### Materials provided
____________
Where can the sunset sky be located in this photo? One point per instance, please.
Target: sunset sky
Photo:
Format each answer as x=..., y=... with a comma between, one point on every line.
____________
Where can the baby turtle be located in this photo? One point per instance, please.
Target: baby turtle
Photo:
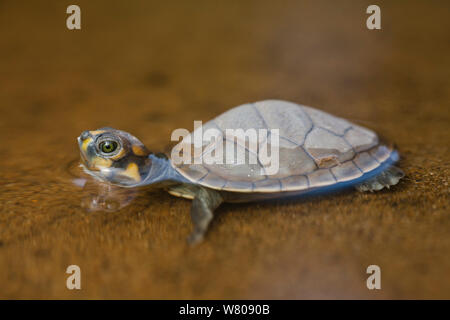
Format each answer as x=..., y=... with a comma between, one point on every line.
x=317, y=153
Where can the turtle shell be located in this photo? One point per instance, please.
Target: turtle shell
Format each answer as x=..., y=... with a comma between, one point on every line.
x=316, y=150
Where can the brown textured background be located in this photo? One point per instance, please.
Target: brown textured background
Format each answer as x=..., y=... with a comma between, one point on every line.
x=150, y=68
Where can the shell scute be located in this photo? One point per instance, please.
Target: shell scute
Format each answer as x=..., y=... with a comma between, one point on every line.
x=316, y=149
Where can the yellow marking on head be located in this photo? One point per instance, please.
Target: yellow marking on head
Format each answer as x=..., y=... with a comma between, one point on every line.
____________
### To be done
Copy out every line in the entries above that contains the string "yellow". Case counts, so copy only lines that match its capitalization.

### Response below
Where can the yellow marking on head be located in this photo? One point per instance, please.
Target: yellow marking on head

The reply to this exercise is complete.